▶ _SUPPLIED TEXT_
=== Section Start ===

We're issuing dependency tasks eagerly for all documents of the task inputs "parent" schema. For blob pieces this means dependency tasks, and then blob tasks, are issued for every blob every time a piece arrives at the node :sweat_smile: .

sandreae commented 11 months ago

I actually can't remember the reason for doing this "eagerly". Thinking about it now, it seems enough to issue dependency tasks for only documents which actually do refer to the task inputs document (meaning we look at values in relation fields rather than the schema id when searching for "parent" documents).

sandreae commented 11 months ago

Something similar to this:

https://github.com/p2panda/aquadoggo/blob/3ac8b70d230cf44f29e06a686e1251e1a8df9f17/aquadoggo/src/db/stores/blob.rs#L323-L369

adzialocha commented 11 months ago

I actually can't remember the reason for doing this "eagerly".

If I understand your point correctly I think we need to keep it that "eagerly" as you otherwise will arrive at missing out third-tier, late-arriving operations not triggering materialization of the documents. https://whimsical.com/materializer-DbV6FUs51pqhouKff7Q546 - It's a complex topic, so might need to be revisited with some time to be 100% sure.

Something similar to this:

https://github.com/p2panda/aquadoggo/blob/3ac8b70d230cf44f29e06a686e1251e1a8df9f17/aquadoggo/src/db/stores/blob.rs#L323-L369

Maybe the issue is that the blob task doesn't have a way to prevent materialization when it already exists?

See for example: https://github.com/p2panda/aquadoggo/blob/main/aquadoggo/src/materializer/tasks/reduce.rs#L132-L134

It's fine to trigger many tasks in our design, they should just cancel early when they detect that they don't need to do the work (again).

sandreae commented 11 months ago

In case there's a misunderstanding, I'll explain the issue I think I see again, don't mean I'm defo right, just to avoid confusion.

It appears that we are issuing dependency tasks for all documents which follow an identified "parent schema". So in the case where we have ParentSchema and ChildSchema with the parent containing a pinned relation to the child, the following flow would occur:

I think we only want to issue dependency tasks for each individual document ~which refers to the current documents' view in a pinned relation (list)~ CORRECTION: which contains an operation which refers to any view of the current document in a pinned relation (list) . As shown here in the diagram: image

sandreae commented 11 months ago

Maybe the issue is that the blob task doesn't have a way to prevent materialization when it already exists?

This would also be a nice improvement :+1:

adzialocha commented 11 months ago

I think we only want to issue dependency tasks for each individual document which refers to the current documents' view in a pinned relation (list). As shown here in the diagram:

I think you will miss out on pinned views not getting materialized if they've get treated out of order.

sandreae commented 11 months ago

It's a complex topic, so might need to be revisited with some time to be 100% sure.

Yep, and we don't need to revisit it now. For the current issue we can solve with the blob task being aware of the fact it is duplicating work.

sandreae commented 11 months ago

(didn't mean to close :sweat_smile: )

=== Section End ===

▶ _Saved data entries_

=== Section Start ===

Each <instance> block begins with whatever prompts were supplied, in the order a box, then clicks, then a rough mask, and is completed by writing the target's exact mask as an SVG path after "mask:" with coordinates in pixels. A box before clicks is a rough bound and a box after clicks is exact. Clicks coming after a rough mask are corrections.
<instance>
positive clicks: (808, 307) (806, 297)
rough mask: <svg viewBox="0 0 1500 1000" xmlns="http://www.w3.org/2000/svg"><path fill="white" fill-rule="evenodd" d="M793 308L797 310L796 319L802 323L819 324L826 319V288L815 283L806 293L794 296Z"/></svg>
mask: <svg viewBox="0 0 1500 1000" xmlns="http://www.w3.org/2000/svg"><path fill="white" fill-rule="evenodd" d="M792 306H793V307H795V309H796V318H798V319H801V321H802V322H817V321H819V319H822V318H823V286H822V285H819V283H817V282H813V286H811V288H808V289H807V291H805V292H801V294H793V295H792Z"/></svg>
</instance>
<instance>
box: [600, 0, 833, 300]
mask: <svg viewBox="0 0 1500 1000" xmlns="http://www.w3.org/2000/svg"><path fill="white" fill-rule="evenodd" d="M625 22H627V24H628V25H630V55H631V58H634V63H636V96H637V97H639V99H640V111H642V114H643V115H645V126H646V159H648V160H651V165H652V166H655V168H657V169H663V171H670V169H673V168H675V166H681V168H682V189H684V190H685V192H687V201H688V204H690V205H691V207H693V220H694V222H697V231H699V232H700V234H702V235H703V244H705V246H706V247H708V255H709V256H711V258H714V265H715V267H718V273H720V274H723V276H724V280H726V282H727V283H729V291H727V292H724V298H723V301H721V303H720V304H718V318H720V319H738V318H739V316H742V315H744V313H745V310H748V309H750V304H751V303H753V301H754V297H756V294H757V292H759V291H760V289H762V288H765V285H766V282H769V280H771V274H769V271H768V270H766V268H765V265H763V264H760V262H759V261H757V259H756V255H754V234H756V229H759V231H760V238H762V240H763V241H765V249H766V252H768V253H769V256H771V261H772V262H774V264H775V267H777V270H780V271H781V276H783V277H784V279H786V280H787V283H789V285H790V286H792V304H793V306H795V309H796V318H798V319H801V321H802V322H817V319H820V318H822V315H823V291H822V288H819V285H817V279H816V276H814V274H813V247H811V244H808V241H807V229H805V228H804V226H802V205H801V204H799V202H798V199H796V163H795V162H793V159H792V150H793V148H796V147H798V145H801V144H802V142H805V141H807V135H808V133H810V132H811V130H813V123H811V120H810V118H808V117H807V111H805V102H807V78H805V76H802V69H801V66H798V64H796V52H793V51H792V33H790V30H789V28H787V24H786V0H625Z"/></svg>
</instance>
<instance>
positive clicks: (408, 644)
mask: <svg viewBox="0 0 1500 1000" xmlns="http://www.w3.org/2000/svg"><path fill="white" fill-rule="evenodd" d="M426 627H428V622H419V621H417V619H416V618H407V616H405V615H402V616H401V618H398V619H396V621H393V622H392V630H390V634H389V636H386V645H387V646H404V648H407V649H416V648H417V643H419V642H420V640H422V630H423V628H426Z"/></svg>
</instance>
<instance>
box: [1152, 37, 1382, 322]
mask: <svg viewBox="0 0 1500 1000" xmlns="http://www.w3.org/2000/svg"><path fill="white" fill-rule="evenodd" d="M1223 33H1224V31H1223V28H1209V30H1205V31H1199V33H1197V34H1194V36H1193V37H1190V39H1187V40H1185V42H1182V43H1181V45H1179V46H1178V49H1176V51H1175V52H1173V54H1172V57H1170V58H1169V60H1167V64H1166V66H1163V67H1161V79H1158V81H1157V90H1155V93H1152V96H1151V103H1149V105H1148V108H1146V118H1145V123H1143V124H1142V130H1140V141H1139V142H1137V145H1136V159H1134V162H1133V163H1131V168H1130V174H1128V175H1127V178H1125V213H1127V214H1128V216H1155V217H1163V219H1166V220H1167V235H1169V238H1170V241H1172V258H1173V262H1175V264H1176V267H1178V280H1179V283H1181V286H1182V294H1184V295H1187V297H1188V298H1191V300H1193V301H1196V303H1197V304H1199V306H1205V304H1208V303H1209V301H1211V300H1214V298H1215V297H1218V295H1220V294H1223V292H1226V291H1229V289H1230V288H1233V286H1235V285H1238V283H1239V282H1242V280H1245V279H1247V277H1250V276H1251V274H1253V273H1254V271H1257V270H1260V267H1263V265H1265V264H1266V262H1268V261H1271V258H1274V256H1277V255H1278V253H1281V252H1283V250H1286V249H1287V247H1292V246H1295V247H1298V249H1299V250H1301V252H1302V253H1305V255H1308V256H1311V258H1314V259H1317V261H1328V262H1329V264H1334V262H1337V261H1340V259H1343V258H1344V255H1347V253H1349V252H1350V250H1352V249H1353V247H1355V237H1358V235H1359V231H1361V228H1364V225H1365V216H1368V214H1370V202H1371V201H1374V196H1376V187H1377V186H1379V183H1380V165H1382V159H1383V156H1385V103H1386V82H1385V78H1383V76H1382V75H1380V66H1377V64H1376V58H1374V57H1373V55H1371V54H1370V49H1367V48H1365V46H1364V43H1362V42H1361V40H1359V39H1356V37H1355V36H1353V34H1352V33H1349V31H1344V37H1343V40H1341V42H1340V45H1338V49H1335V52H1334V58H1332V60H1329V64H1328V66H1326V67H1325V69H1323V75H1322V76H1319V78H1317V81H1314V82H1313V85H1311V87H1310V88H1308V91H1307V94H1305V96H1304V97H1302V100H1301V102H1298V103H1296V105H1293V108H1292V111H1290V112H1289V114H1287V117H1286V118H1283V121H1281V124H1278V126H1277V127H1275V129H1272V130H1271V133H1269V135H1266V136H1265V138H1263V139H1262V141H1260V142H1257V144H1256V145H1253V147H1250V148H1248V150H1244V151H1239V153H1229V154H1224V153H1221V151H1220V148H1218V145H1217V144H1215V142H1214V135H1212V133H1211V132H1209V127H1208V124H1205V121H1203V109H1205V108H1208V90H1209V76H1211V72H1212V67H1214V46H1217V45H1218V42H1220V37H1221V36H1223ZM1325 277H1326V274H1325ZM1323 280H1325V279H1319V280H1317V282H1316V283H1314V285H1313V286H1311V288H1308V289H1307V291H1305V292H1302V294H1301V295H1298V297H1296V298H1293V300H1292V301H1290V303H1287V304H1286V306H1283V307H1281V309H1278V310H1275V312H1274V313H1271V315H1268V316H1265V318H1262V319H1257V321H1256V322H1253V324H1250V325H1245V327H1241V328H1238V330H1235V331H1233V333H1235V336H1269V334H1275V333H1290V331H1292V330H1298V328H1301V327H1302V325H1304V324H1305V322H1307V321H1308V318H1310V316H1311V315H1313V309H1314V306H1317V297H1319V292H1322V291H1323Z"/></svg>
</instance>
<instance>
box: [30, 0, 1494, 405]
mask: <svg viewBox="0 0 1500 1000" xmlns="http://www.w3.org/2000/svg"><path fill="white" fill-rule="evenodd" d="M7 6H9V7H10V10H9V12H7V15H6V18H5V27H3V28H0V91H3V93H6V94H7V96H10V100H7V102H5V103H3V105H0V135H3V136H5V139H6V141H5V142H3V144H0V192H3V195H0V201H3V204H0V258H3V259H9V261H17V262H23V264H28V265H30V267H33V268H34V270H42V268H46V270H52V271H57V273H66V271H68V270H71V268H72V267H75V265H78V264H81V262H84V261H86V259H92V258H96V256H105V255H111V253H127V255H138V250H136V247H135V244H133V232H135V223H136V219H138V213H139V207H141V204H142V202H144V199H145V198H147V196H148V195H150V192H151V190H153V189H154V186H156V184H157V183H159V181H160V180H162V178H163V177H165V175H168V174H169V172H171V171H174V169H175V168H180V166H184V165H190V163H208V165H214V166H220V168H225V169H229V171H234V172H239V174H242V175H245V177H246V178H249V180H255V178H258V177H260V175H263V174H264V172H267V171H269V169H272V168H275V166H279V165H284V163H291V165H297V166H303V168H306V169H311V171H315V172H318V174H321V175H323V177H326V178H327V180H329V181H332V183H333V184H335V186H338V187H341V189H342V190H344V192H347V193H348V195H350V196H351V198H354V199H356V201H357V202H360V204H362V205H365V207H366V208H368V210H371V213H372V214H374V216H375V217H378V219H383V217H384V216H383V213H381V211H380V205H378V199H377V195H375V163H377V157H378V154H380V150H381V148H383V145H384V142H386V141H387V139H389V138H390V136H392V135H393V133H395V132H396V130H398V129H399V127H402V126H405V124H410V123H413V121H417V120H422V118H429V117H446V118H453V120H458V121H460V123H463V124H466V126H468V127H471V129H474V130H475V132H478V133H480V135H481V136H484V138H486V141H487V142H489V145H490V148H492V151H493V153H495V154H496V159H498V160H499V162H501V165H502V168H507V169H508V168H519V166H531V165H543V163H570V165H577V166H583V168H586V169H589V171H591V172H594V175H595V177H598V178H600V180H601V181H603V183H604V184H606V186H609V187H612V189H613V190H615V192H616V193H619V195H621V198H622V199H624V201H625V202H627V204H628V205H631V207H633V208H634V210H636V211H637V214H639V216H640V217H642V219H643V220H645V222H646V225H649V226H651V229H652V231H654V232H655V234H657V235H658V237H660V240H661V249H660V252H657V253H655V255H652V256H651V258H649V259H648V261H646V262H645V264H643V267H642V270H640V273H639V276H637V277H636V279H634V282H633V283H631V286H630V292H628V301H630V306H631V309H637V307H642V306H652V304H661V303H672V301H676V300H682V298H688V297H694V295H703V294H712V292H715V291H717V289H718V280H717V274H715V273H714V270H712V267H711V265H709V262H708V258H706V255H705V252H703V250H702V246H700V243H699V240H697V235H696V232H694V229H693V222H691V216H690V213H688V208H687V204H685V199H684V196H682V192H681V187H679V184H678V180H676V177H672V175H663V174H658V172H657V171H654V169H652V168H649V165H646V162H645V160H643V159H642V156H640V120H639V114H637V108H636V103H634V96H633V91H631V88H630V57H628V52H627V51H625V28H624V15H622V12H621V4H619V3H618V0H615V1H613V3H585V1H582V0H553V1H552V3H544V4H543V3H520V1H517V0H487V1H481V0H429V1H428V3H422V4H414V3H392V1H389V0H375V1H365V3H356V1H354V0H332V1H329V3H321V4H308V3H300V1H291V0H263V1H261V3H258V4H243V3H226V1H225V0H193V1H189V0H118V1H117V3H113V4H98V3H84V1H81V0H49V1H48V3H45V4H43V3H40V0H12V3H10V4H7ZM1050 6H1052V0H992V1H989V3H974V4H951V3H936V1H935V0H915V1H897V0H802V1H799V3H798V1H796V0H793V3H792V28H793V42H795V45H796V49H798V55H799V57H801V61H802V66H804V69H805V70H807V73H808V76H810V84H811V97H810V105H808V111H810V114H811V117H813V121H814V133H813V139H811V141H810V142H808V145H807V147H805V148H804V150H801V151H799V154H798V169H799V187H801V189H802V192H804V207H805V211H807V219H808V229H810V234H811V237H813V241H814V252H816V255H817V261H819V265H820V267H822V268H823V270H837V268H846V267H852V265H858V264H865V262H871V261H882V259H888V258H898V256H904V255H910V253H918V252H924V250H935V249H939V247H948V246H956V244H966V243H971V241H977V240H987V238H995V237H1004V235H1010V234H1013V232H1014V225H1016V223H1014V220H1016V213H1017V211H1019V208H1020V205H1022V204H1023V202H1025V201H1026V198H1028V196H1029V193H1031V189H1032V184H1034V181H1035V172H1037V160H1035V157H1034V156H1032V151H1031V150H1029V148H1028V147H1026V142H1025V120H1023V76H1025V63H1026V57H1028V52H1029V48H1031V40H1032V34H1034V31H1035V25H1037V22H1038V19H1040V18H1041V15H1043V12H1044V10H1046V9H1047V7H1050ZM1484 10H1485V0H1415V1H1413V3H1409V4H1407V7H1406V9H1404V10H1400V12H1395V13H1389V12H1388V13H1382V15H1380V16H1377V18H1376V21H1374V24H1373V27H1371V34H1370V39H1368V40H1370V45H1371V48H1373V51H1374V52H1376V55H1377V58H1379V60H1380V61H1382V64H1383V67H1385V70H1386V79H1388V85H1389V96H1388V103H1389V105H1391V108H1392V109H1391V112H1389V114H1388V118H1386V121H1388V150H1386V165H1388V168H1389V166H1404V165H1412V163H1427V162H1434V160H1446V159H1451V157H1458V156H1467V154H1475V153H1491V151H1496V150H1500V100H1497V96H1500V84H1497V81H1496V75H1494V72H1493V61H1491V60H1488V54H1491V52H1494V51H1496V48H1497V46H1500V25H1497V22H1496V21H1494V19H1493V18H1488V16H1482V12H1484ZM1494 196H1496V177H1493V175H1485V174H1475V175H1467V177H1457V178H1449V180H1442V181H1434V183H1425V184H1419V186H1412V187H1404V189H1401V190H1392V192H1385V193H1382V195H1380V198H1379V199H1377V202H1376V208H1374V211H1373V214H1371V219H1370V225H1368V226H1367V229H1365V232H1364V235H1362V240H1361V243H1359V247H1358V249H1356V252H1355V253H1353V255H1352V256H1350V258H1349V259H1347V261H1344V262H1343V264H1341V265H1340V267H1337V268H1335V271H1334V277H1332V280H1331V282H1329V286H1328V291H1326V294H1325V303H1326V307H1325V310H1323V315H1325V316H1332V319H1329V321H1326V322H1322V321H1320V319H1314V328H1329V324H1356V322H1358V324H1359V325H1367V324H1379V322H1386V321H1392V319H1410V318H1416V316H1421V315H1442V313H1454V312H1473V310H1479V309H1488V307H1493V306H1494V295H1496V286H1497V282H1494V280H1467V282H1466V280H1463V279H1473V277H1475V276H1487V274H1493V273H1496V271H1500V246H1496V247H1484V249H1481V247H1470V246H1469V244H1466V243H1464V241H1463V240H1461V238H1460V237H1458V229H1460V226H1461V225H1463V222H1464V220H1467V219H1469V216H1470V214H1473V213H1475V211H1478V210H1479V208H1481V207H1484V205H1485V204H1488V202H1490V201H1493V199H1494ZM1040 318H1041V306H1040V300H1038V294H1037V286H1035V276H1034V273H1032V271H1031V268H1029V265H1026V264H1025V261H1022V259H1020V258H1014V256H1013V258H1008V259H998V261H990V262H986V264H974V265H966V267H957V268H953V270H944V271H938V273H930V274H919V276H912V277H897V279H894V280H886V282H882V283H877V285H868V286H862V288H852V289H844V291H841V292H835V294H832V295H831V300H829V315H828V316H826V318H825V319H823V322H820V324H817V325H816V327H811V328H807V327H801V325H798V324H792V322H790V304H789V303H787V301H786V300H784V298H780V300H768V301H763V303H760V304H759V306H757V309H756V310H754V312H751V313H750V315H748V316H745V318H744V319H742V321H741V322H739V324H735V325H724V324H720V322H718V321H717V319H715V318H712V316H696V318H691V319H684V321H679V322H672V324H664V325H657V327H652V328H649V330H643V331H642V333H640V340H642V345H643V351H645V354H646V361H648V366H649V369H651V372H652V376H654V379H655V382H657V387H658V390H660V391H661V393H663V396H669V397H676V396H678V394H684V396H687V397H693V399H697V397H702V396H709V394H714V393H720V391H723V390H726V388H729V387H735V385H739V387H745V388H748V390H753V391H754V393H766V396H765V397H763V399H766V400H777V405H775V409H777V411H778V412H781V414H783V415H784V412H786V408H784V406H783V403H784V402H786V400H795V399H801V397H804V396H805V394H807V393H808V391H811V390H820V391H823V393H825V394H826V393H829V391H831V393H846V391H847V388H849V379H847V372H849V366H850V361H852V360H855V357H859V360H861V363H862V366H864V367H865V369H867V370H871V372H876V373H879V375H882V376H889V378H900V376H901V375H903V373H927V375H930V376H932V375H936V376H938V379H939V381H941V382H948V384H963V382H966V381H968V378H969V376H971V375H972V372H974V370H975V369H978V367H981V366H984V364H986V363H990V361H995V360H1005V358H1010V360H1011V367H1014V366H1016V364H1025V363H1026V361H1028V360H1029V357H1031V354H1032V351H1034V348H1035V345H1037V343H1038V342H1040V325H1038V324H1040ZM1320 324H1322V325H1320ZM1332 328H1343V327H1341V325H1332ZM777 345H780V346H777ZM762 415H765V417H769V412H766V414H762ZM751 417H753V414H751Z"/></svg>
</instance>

=== Section End ===

▶ _WHAT IS BEING ASKED_
Can you sum up the thread in two sentences? These lines have no connection to the thread.

▶ _ANSWER SPACE_
Dependency tasks are issued eagerly for all documents of the task input's "parent" schema, so for blob pieces dependency tasks and then blob tasks are issued for every blob each time a piece arrives, and sandreae suggests issuing them only for documents that actually refer to the task input document. adzialocha argues the eager approach should stay so that late-arriving operations still trigger materialization, and the two agree that the current issue can be solved by making the blob task aware that it is duplicating work.